-- Dataset items --
------------------------------------------------

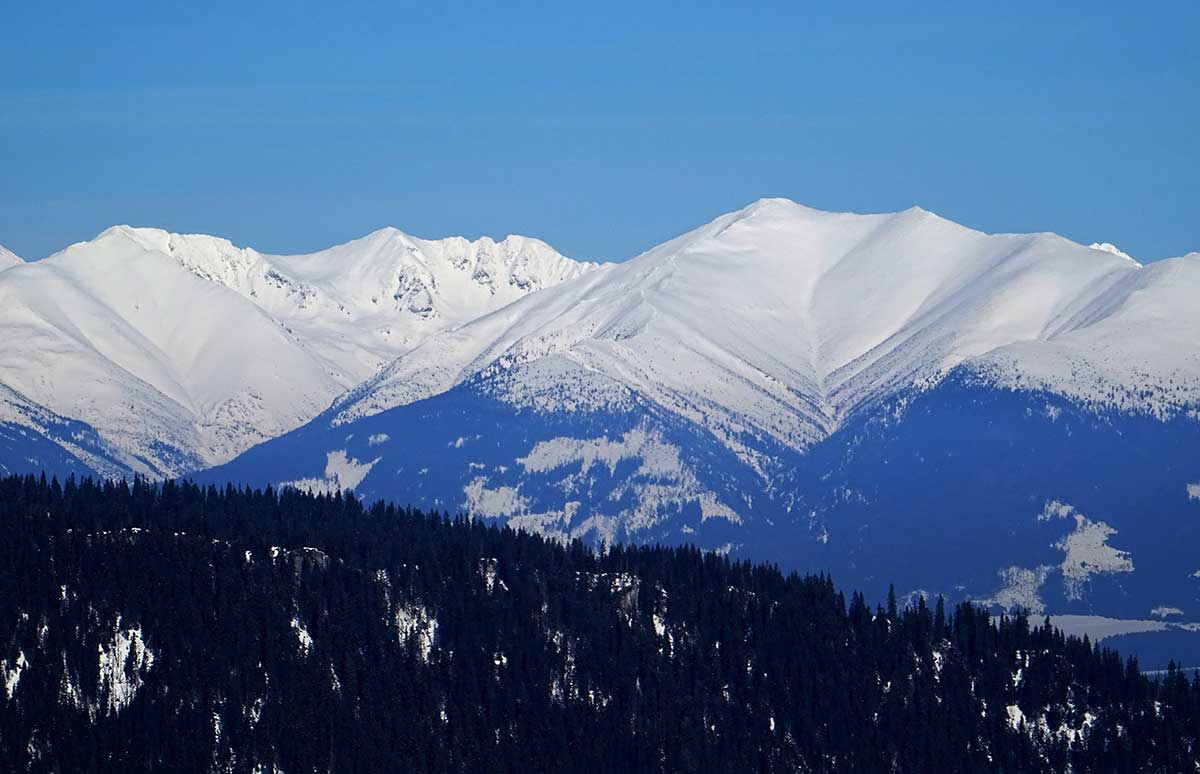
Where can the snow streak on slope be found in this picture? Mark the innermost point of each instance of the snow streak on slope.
(185, 351)
(779, 321)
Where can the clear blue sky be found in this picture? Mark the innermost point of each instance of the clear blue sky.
(603, 129)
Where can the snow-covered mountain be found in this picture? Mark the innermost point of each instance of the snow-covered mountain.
(181, 351)
(7, 258)
(889, 397)
(784, 321)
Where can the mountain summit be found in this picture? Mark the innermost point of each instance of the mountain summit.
(159, 341)
(1008, 418)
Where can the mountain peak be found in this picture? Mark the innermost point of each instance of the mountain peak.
(1109, 247)
(9, 258)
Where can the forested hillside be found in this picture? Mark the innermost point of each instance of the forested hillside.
(178, 628)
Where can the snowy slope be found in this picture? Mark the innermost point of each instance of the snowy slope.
(784, 321)
(7, 258)
(887, 397)
(184, 351)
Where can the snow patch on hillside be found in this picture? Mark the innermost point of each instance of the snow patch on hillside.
(417, 627)
(341, 473)
(1101, 627)
(12, 672)
(1020, 588)
(123, 663)
(304, 640)
(1085, 550)
(660, 479)
(499, 502)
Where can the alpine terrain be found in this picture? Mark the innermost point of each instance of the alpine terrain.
(1006, 418)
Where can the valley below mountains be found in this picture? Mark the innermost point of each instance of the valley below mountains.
(894, 399)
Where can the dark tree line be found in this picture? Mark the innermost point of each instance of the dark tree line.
(263, 630)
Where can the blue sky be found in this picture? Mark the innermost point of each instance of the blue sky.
(603, 129)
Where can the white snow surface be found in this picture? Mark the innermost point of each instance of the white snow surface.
(783, 321)
(189, 342)
(775, 322)
(9, 259)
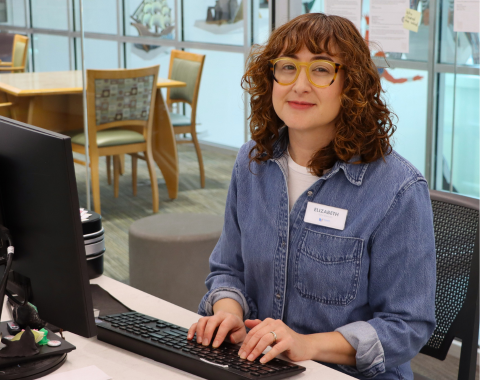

------------------------------------------------

Leaving out the pictures, please transcribe exactly the lines from the one that holds "Where can the clear" through the last line of the entries above, both included.

Where can the clear blue sky be found in this picture? Mark the innermost point of each instance of the clear blue sky.
(603, 129)
Where can the snow-covered mountain be found in this picture? Mark the innermost point of each instance of the snow-covered mountain.
(181, 351)
(7, 258)
(889, 397)
(784, 321)
Where can the mountain summit be found in this picture? Mark the innermost point of each instance of the mountain summit.
(159, 341)
(1008, 418)
Where can the mountain peak be found in this picture? Mark the innermost point of each instance of the mountain peak.
(1109, 247)
(9, 258)
Where can the forested hillside be found in this picture? Mark the innermost point of each instance of the forested hillside.
(178, 628)
Where can the snowy slope be found in this picture? Mark the innermost point of each instance of the snowy slope.
(784, 321)
(7, 258)
(887, 397)
(184, 351)
Where can the snow patch on hillside be found in this picture? Mark the innermost point of each instance of the snow patch on hillside.
(417, 627)
(341, 473)
(1101, 627)
(12, 672)
(1020, 588)
(123, 663)
(304, 640)
(1085, 550)
(660, 479)
(499, 502)
Where can the alpine terrain be found in this picture? Mark the innermost point of each instance of the alpine terrain.
(1006, 418)
Where can the valley below mountains be found in this picture? Mark the innermost point of each instance of the valley below mountains.
(894, 399)
Where can the dark tree line be found in this picture? Mark the innermost point of each instance of the dark tree line.
(263, 630)
Where can the blue sky be found in this picture? Mark the innermost point of each instance of the blue sky.
(603, 129)
Where can the white snow surface be found in this picture? Mark the innermost point of each instance of the white snow surface.
(783, 321)
(189, 342)
(775, 322)
(9, 259)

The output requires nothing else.